> **次の課題**:
#1 本文のうち「ネットワークを介して送受信される、呼制御情報を含む」で始まる段落を、主な事実を残して箇条書きで簡潔にまとめなさい。
#2 本文から、「(58)【調査した分野】(Int.Cl.,DB名)」を含む語句で始まり「特徴とする情報記録制御装置。」で終わる部分を、一字も変えずに書き写しなさい。
#3 本文を読み、次の問いに答えなさい。
(a) 発呼側アドレスとは、どのノードのIPアドレスか。
(b) 主情報収集部は、生成させた主情報を何に記憶させるか。
(c) 本文が特徴とする装置の名称は何か。

> **本文**:
(58)【調査した分野】(Int.Cl.,DB名)
ネットワークを介して送受信される、呼制御情報を含む呼制御パケットを解析し、発呼側ノードのIPアドレスである発呼側アドレス及び着呼側ノードのIPアドレスである着呼側アドレスを取得する呼制御情報取得部と、
前記ネットワークを介して送受信される、主情報の一部を含む主情報パケットを解析し、前記発呼側アドレスを送信先アドレスとする、上りのパケットストリームを構成する前記主情報パケット及び前記着呼側アドレスを送信先アドレスとする、下りのパケットストリームを構成する前記主情報パケットを収集し、収集した前記主情報パケットから上り下り双方のパケットストリームの前記主情報を生成させ、記憶装置に記憶させる主情報収集部と、
を具備し、
前記主情報収集部は、下りのパケットストリームを構成する前記主情報パケットの前記送信元アドレスが、前記発呼側アドレスから他のアドレスに変換され、前記上りのパケットストリームを構成する前記主情報パケットの前記送信先アドレスに前記他のアドレスが設定されて、前記上りのパケットストリームを構成する前記主情報パケットが収集できない場合に、前記上りのパケットストリームについては、前記送信先アドレスに前記他のアドレスが設定されている前記主情報パケットを収集することを特徴とする情報記録制御装置。

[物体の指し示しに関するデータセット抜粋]
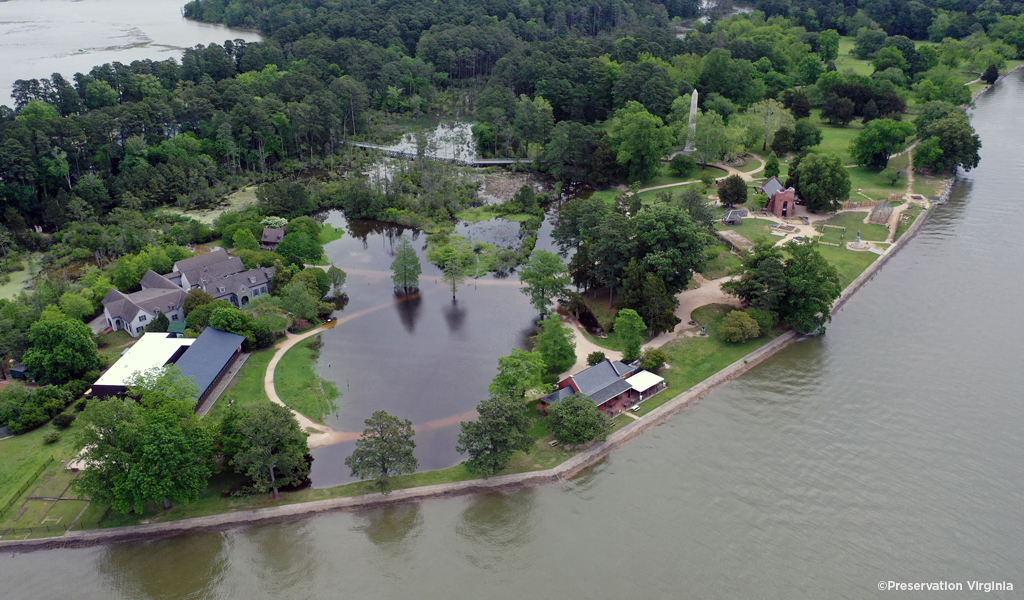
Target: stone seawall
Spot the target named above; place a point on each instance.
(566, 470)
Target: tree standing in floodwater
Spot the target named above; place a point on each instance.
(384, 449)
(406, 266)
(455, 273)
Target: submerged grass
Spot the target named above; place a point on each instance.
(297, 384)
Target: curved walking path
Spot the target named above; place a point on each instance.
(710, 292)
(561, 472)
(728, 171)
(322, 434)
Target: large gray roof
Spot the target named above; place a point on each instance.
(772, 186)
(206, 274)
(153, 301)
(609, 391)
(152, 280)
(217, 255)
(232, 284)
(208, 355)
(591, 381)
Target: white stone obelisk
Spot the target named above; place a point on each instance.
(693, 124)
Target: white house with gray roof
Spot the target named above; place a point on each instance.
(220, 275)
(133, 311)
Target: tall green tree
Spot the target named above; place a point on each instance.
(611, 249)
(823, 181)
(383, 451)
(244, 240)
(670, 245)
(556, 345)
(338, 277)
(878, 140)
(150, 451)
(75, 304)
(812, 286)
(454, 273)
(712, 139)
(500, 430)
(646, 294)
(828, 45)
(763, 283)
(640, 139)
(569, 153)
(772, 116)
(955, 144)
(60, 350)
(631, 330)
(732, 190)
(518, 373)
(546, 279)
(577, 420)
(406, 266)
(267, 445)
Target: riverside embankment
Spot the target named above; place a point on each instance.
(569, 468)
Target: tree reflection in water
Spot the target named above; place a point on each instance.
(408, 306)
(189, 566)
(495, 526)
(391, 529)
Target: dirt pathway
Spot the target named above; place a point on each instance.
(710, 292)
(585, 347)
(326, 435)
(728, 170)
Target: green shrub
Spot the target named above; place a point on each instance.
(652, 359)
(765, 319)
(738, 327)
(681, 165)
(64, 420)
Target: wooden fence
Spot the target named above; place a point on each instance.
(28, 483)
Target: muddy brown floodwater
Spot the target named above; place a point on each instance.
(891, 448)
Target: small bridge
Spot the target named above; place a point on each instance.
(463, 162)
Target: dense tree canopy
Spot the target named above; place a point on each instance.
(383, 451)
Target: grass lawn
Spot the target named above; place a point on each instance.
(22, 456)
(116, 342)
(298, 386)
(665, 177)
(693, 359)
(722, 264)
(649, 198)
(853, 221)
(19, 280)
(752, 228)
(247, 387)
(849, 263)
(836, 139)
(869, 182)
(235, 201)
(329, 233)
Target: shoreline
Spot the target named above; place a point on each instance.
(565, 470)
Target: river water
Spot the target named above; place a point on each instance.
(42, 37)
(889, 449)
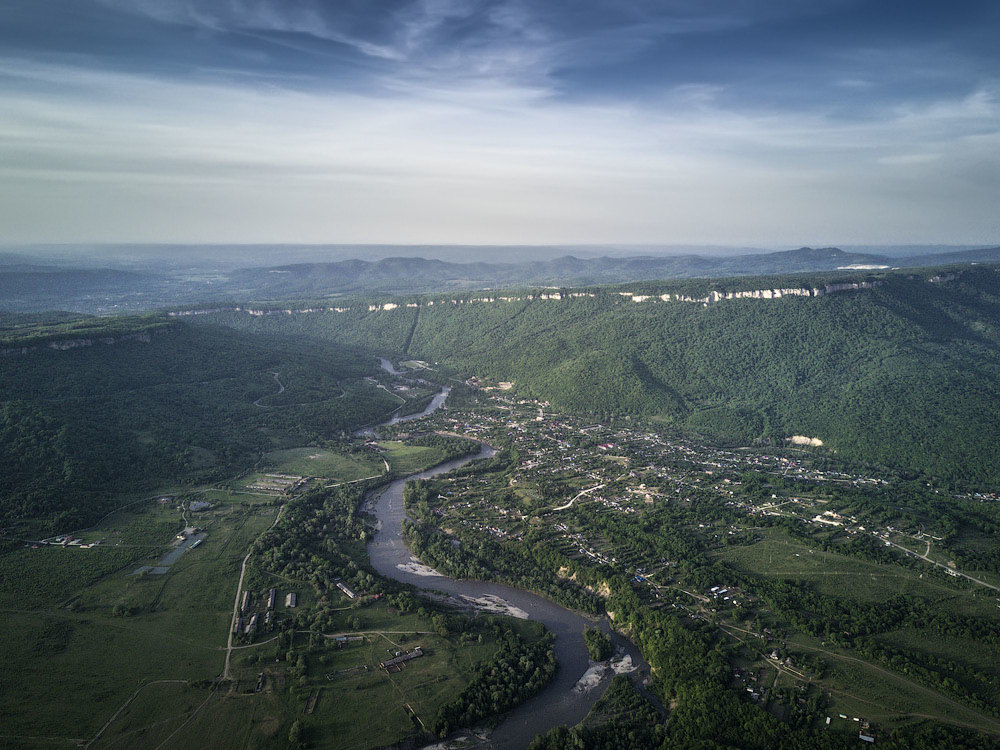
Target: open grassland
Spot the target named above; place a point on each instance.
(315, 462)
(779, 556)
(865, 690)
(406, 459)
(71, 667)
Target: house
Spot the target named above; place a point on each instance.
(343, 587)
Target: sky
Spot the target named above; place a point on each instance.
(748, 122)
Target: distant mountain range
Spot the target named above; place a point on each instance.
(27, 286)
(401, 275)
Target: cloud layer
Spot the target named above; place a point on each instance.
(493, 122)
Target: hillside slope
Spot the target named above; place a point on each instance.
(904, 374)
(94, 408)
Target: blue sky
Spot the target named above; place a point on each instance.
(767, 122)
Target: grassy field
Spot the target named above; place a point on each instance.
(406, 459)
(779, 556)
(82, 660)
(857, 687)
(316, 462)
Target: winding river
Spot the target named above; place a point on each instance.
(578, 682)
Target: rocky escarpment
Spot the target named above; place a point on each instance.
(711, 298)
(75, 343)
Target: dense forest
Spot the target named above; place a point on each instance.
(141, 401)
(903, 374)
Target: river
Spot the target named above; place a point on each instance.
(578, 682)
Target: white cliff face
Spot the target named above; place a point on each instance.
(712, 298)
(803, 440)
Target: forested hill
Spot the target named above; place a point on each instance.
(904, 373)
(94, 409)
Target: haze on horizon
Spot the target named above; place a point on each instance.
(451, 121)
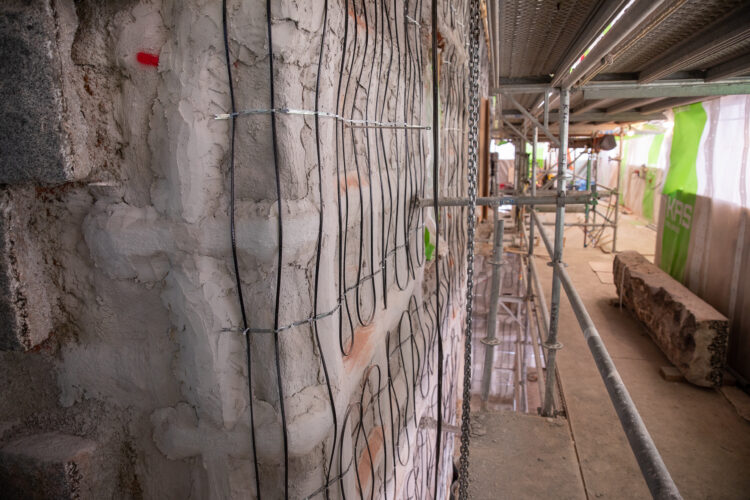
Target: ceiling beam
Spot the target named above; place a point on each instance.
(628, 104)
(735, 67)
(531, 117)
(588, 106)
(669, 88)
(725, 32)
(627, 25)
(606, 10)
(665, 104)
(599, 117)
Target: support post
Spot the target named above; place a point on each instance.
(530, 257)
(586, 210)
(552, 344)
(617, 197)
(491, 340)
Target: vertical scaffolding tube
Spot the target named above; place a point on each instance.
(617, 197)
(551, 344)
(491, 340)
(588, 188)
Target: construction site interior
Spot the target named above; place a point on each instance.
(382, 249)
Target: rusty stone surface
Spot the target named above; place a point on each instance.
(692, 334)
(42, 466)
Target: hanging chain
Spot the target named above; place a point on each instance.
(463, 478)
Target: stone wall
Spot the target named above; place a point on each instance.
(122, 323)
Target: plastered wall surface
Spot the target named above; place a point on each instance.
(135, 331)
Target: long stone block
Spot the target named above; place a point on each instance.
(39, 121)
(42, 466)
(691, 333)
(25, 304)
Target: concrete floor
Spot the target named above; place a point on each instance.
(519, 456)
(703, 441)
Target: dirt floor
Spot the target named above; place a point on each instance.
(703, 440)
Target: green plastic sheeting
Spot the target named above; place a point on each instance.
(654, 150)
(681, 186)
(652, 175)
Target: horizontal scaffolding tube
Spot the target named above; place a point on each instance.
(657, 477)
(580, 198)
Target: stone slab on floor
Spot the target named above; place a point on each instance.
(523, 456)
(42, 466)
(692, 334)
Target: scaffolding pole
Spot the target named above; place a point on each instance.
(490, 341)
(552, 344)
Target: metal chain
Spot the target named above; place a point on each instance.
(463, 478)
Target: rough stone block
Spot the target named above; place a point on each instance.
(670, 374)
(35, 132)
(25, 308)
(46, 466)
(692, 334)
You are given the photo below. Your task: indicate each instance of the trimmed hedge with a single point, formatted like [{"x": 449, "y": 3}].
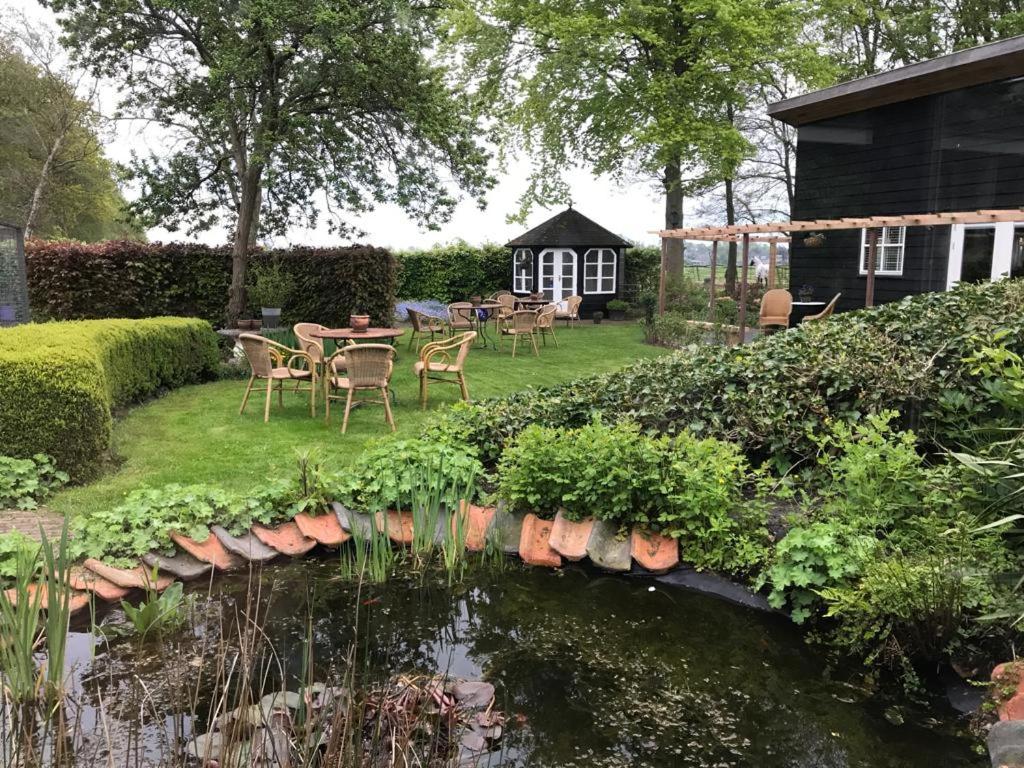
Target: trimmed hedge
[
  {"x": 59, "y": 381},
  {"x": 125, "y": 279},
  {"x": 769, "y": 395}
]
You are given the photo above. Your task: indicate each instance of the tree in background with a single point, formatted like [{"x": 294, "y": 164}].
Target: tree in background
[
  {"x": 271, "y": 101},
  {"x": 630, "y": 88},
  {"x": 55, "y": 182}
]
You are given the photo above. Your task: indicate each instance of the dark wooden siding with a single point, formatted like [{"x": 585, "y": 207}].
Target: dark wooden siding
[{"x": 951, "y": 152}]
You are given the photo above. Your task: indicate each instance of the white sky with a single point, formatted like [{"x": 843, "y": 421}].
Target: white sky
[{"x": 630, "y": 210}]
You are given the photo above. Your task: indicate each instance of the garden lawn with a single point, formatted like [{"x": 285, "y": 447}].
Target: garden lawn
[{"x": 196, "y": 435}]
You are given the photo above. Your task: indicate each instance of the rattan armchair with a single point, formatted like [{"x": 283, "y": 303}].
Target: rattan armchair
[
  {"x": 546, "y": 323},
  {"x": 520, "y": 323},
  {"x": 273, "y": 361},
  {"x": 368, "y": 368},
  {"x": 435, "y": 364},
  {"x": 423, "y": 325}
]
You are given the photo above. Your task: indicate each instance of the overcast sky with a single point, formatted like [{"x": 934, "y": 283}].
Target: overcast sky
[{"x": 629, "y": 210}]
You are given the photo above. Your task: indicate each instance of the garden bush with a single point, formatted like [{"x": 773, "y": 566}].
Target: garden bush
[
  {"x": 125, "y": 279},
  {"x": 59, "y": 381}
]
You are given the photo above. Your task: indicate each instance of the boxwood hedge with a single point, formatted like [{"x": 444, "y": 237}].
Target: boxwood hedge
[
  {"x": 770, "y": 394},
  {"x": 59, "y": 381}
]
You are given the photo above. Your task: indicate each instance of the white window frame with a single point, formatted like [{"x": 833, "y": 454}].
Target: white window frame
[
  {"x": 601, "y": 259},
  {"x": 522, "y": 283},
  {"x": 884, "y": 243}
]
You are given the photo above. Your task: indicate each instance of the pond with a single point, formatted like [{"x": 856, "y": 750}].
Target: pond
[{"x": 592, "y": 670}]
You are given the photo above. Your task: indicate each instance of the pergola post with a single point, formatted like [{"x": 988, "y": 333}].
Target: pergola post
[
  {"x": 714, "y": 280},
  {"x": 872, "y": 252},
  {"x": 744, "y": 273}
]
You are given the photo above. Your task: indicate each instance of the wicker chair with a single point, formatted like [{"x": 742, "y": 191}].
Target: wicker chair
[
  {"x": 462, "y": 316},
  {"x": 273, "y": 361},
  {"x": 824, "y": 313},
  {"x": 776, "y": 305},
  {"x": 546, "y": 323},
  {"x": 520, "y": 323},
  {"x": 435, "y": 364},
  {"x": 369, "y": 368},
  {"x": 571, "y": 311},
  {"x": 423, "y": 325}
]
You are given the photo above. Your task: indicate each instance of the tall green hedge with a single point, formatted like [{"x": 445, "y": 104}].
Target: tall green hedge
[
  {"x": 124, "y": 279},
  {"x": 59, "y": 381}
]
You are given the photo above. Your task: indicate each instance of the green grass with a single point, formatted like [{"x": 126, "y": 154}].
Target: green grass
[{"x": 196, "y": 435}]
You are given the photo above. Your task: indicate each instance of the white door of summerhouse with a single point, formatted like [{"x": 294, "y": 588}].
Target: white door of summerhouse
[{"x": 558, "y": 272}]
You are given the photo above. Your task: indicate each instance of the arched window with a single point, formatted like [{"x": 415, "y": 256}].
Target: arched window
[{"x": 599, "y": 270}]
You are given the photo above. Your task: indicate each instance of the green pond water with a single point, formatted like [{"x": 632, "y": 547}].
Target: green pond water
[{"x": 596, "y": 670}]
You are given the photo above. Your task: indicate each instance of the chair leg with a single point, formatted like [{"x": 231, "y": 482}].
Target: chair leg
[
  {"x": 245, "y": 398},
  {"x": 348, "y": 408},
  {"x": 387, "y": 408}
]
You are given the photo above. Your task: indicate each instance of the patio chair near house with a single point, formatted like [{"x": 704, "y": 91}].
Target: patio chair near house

> **解答**:
#1
・担う部分：呼制御情報取得部
・解析の対象：ネットワークを介して送受信される、呼制御情報を含む呼制御パケット
・取得するもの：発呼側アドレス（発呼側ノードのIPアドレス）と着呼側アドレス（着呼側ノードのIPアドレス）

#2
(58)【調査した分野】(Int.Cl.,DB名)
ネットワークを介して送受信される、呼制御情報を含む呼制御パケットを解析し、発呼側ノードのIPアドレスである発呼側アドレス及び着呼側ノードのIPアドレスである着呼側アドレスを取得する呼制御情報取得部と、
前記ネットワークを介して送受信される、主情報の一部を含む主情報パケットを解析し、前記発呼側アドレスを送信先アドレスとする、上りのパケットストリームを構成する前記主情報パケット及び前記着呼側アドレスを送信先アドレスとする、下りのパケットストリームを構成する前記主情報パケットを収集し、収集した前記主情報パケットから上り下り双方のパケットストリームの前記主情報を生成させ、記憶装置に記憶させる主情報収集部と、
を具備し、
前記主情報収集部は、下りのパケットストリームを構成する前記主情報パケットの前記送信元アドレスが、前記発呼側アドレスから他のアドレスに変換され、前記上りのパケットストリームを構成する前記主情報パケットの前記送信先アドレスに前記他のアドレスが設定されて、前記上りのパケットストリームを構成する前記主情報パケットが収集できない場合に、前記上りのパケットストリームについては、前記送信先アドレスに前記他のアドレスが設定されている前記主情報パケットを収集することを特徴とする情報記録制御装置。

#3
(a) 発呼側ノード
(b) 記憶装置
(c) 情報記録制御装置